CRDTs: The Hard Parts
What Are CRDTs and Why Should You Care?
Imagine you and a colleague are working on the same Google Doc while on a plane with no internet. You're both typing away, making changes independently. When you land and reconnect, your changes magically merge together without conflicts. That's the kind of problem CRDTs solve.
Conflict-free Replicated Data Types (CRDTs) are clever algorithms that let multiple people edit the same data simultaneously, even when they're offline. When everyone comes back online, CRDTs automatically merge all the changes into a consistent state - no manual conflict resolution needed. They power collaborative tools like Google Docs and Figma, as well as distributed databases and other systems that need to work across multiple locations.

Dataset section:
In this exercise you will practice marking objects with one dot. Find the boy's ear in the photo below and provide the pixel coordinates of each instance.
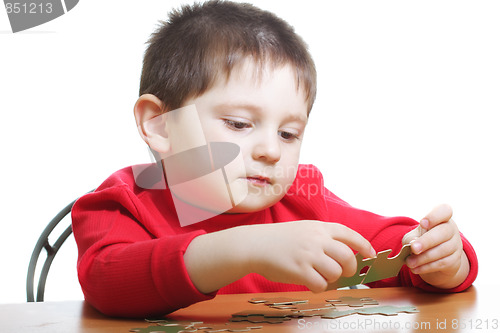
(151, 122)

Instruction:
Please answer these questions using the CRDT overview.
(a) In the opening scenario, where are you and your colleague when you edit without internet?
(b) What do the letters CRDT stand for?
(c) Which two collaborative tools are named as powered by CRDTs?

Solution to the problem:
(a) On a plane.
(b) Conflict-free Replicated Data Types.
(c) Google Docs and Figma.